» Work instructions:
Using the forum post on the gettext string re-insertion script, explain in one to three sentences why the string 'Error! Oh! Wow! An 'unidentified system error' has occurred.' produces a syntax error.

» Provided passage:
Fork me on GitHub

Help troubleshooting gettext string re-insertion script  Bottom

  • I've got this script and it's not working properly.

    It is meant to take translated strings in a '.po' file and re-insert them into the source code. After that, a new '.pot' file would have to be regenerated from the code (the script doesn't do that).

    I want to make this script run successfully against the Zikula core, so that I can re-insert all the reviewed strings (from the en_GB language on the translation portal) into the Zikula core, before the 1.2 release. After that, it can be used by the international communities and by 3rd-party devs to produce localised versions of Zikula and 3rd-party modules.

    Problems:

    1) First of all, it is failing to escape single and double quotation marks. This is causing syntax errors. For instance, when I try to run 'install.php' to install a site with the processed Zikula core, I'm getting:

    Code

    Parse error: syntax error, unexpected T_STRING in /var/www/zk120rc4/includes/pnAPI.php on line 1495


    The gettext string in the file is:

    Code

    'Error! Oh! Wow! An 'unidentified system error' has occurred.'


    It is not escaped (backslashed), so it's a syntax error.

    2) After the script has run, I'm finding that not all the strings have been replaced. For example, after processing a copy of the core, the file 'includes/LogUtil.class.php' at line 438 contains the string:

    Code

    "Unknown log destination [%s] ... "

[Excerpts from point annotation data]
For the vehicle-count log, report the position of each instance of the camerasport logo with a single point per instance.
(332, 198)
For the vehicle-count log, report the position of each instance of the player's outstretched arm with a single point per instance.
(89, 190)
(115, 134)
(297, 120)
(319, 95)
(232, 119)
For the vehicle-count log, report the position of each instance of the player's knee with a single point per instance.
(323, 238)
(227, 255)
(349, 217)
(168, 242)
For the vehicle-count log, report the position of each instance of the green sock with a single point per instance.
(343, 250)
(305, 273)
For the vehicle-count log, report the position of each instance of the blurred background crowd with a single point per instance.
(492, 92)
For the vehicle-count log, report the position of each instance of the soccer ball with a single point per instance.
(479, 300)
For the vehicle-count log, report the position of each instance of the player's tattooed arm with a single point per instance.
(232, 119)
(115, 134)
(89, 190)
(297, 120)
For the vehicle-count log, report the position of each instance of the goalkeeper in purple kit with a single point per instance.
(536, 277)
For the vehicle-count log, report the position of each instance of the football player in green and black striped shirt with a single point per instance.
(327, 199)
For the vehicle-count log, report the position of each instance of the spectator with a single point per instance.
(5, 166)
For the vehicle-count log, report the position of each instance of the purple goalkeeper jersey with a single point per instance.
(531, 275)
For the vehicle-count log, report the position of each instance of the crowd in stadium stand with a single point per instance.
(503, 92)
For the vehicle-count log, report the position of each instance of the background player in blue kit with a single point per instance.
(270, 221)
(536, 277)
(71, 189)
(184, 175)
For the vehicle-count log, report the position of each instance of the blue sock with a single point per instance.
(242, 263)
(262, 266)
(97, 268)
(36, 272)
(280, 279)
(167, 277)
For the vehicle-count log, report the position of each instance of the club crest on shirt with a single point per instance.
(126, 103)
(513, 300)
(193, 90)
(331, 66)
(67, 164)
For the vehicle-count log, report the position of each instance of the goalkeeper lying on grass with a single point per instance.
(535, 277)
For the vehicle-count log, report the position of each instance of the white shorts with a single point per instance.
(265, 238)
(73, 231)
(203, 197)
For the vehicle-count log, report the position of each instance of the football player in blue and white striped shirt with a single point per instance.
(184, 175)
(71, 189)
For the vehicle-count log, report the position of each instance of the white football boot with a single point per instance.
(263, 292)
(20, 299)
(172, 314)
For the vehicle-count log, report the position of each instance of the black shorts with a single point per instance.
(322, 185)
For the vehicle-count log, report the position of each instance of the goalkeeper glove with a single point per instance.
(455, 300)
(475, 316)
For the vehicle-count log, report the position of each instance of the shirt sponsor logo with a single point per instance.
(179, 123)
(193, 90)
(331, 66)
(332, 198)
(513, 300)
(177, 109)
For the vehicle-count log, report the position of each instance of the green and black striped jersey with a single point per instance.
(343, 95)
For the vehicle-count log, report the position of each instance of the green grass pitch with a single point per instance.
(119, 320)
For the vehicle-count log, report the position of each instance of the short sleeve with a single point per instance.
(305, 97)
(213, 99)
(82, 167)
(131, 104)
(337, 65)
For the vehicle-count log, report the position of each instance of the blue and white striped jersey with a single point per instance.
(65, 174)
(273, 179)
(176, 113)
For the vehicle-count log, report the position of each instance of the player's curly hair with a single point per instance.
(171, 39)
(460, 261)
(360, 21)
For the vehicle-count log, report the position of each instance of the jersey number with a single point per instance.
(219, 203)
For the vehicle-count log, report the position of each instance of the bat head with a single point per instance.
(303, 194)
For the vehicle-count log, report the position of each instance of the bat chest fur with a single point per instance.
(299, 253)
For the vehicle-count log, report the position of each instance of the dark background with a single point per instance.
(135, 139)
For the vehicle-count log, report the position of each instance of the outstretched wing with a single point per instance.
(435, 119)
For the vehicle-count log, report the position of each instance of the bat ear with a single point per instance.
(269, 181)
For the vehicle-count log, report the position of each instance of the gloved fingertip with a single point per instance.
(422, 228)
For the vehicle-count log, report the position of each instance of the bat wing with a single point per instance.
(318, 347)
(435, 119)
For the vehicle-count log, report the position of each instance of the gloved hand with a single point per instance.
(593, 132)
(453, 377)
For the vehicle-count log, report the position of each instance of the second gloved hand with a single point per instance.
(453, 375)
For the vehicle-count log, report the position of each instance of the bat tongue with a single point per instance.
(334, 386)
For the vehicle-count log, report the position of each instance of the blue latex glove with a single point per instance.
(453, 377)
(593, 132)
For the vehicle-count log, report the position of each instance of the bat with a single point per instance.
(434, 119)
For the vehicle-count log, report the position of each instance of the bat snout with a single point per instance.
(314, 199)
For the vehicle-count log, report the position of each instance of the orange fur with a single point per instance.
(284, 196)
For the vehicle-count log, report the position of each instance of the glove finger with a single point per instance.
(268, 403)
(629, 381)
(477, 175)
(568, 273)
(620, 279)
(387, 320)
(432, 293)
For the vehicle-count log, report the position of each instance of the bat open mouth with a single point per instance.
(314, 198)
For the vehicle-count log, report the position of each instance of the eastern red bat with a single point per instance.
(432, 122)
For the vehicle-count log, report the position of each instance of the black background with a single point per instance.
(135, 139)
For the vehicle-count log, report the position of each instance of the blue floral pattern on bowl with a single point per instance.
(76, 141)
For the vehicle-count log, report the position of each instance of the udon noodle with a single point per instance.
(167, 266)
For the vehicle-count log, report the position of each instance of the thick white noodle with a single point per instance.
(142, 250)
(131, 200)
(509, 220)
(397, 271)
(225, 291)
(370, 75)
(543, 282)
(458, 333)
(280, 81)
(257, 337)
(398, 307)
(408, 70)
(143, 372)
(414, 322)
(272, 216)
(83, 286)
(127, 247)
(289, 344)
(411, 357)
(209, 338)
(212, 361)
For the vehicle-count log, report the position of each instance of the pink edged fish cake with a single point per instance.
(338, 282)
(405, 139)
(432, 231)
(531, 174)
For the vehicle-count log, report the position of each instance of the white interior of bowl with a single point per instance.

» Result:
The quotation marks inside the string are not escaped with backslashes, because the script fails to escape single and double quotation marks. This causes a syntax error, which appears as a parse error when running 'install.php' on the processed Zikula core.